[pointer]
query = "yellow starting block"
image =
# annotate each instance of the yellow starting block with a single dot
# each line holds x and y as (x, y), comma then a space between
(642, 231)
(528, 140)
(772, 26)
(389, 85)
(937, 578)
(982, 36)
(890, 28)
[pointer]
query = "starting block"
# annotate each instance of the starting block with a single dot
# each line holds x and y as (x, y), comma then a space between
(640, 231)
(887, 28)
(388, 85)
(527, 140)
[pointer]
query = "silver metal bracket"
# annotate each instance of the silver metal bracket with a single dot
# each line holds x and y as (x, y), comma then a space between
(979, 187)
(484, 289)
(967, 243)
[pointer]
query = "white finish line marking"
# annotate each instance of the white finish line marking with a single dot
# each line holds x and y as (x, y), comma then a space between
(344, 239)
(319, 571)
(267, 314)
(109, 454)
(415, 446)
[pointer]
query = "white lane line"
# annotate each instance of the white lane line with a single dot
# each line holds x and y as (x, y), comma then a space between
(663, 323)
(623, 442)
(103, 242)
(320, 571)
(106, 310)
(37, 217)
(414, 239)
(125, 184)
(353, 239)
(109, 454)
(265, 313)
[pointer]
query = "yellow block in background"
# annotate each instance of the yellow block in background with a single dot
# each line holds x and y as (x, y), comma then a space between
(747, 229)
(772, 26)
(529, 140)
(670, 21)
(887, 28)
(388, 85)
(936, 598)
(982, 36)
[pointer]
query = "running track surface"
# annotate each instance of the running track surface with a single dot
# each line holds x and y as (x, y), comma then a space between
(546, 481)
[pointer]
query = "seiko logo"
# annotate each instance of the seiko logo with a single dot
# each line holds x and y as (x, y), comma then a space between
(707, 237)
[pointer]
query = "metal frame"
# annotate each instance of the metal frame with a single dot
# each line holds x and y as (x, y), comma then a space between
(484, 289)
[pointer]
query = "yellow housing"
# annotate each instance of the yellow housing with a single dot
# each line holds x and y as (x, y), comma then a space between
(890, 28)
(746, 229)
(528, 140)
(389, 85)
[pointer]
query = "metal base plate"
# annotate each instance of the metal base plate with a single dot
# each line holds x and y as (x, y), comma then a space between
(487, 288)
+---+
> **Task description**
Write each entry out again. Do not change a word.

> **Solution for this exercise**
[pointer]
query = "yellow starting block"
image =
# annotate each instance of the yellow starting block with a single dot
# each line holds x and y as (x, y), comma then a space between
(642, 231)
(528, 140)
(772, 26)
(389, 85)
(937, 578)
(982, 36)
(890, 28)
[pointer]
query = "starting block"
# annotate each instance of the starting block with a single dot
# each line holds x and y as (x, y), comma then a space between
(640, 231)
(887, 28)
(388, 85)
(527, 140)
[pointer]
query = "silver metal bracket"
# annotate each instance of the silver metal bracket with a single dot
# each line holds x and y as (x, y), comma then a space between
(979, 187)
(484, 289)
(967, 243)
[pointer]
query = "white finish line marking"
# annotate each instance of the white finish line marking with a single dot
# each line holds x and y as (x, y), comma then a space between
(344, 239)
(319, 571)
(267, 314)
(109, 454)
(415, 446)
[pointer]
query = "white lane line"
# annotate each instance of the white lane line with a single dot
# each line holds x and y as (x, y), comma then a space between
(663, 323)
(623, 442)
(103, 242)
(320, 571)
(106, 310)
(37, 217)
(414, 239)
(125, 184)
(353, 239)
(109, 454)
(265, 313)
[pointer]
query = "yellow block in background"
# annotate each instance of the yellow block in background with a single dot
# each line holds x and y as (x, y), comma then a space between
(747, 229)
(772, 26)
(529, 140)
(670, 21)
(887, 28)
(388, 85)
(936, 598)
(982, 36)
[pointer]
query = "running track surface"
# annotate each instance of the running track surface with a single dot
# each line holds x and y as (x, y), comma then a space between
(546, 481)
[pointer]
query = "seiko logo"
# annotate each instance of the seiko logo with a single dot
# each line holds x and y as (x, y), comma then a space between
(707, 237)
[pointer]
query = "metal frame"
# annotate each instance of the metal frame with a single dot
# each line holds x and y as (x, y), comma then a space between
(484, 289)
[pointer]
query = "yellow housing"
# annotate each instance of the yellow housing with a single dot
# each line holds x and y as (x, y), comma then a space between
(890, 28)
(746, 229)
(528, 140)
(389, 85)
[pointer]
query = "metal base plate"
# annotate each instance of the metal base plate with a single dot
# each line holds x and y as (x, y), comma then a space between
(487, 288)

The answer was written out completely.